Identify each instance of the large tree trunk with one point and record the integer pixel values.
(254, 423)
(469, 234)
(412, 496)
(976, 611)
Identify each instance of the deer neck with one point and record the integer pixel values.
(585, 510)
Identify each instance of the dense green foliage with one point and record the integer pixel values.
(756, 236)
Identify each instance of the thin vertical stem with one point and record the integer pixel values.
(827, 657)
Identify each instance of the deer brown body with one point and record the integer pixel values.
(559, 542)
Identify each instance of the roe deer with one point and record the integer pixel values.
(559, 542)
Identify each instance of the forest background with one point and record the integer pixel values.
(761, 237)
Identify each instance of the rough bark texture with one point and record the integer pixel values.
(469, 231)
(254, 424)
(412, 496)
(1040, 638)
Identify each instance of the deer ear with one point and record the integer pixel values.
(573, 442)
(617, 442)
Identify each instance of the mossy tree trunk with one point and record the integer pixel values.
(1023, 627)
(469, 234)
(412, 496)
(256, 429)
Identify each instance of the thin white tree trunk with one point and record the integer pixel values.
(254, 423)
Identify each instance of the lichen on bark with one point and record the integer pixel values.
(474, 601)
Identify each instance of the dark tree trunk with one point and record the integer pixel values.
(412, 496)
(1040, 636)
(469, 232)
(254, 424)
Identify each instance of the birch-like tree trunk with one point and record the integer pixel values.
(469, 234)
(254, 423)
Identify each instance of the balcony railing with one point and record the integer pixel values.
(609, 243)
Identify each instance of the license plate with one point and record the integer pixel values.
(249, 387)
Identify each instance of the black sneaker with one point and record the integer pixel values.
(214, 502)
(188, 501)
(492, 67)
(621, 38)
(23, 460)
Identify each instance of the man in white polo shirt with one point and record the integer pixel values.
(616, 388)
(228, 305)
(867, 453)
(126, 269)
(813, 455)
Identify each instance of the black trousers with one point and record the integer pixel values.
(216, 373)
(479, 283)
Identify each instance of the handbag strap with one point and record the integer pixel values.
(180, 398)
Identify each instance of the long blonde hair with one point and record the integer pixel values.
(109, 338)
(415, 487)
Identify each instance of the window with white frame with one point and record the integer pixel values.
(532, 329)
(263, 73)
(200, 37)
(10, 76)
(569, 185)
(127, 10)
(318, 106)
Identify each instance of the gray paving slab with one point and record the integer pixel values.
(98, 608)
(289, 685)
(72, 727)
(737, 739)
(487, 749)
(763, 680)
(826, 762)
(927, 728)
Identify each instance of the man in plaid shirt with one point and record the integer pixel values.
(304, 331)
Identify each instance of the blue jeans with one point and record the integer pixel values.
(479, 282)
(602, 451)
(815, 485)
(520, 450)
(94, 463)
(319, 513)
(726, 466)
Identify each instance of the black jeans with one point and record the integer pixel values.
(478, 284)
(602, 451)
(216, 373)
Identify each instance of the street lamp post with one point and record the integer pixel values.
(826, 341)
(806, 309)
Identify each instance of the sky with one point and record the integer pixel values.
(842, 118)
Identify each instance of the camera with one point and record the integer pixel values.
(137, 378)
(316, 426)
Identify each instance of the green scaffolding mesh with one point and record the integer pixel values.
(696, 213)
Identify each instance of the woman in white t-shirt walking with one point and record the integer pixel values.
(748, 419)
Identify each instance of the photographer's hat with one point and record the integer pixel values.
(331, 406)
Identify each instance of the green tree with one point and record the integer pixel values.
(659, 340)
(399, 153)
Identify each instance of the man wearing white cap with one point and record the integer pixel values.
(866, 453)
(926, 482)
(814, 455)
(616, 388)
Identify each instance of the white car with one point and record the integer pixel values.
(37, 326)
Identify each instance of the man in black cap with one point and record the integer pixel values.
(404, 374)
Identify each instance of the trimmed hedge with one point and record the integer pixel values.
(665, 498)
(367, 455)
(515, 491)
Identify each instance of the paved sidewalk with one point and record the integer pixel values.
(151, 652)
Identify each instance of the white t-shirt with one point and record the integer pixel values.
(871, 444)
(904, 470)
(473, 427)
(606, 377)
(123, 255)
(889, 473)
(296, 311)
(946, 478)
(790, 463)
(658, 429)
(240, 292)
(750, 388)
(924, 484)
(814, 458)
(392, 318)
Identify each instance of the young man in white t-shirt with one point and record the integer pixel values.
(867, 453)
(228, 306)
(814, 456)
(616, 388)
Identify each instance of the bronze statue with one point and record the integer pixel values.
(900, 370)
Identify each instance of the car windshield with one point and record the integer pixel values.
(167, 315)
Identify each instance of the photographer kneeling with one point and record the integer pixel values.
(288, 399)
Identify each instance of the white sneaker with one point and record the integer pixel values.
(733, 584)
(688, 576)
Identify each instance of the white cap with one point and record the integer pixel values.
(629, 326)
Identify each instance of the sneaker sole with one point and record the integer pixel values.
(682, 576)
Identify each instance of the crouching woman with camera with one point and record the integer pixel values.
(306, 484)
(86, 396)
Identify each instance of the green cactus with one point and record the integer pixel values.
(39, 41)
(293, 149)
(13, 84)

================

- [EXERCISE BRIEF]
Retype the listing above word for word, starting at the line that contains "Identify each instance of the sneaker" and ending at the last line of the listing, both included.

- [RESPONSE]
Identify each instance of the sneaker sole with one point and record the integer pixel values.
(682, 576)
Identify each instance of the crouching woman with camera with one point and record the integer pixel values.
(306, 484)
(86, 396)
Identify each instance of the green cactus with one point and record the integer pixel values.
(39, 41)
(293, 149)
(13, 84)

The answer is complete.